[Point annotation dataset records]
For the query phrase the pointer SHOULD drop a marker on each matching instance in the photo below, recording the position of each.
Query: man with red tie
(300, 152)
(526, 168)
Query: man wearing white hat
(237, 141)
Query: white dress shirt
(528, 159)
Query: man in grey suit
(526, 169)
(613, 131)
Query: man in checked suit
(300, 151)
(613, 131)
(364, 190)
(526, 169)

*Written problem*
Please write out these lines again, replacing every "suit" with "jacket" and changing nothing else.

*Response to this exercise*
For the query phrase the pointer SHOULD drop a marker on each matching instance in the photo below, recording the position of each.
Query: man with red tie
(300, 152)
(526, 168)
Query: man wearing white hat
(237, 141)
Query: white dress shirt
(528, 159)
Query: man in grey jacket
(526, 169)
(613, 131)
Query: man in checked jacket
(300, 151)
(613, 131)
(364, 190)
(526, 169)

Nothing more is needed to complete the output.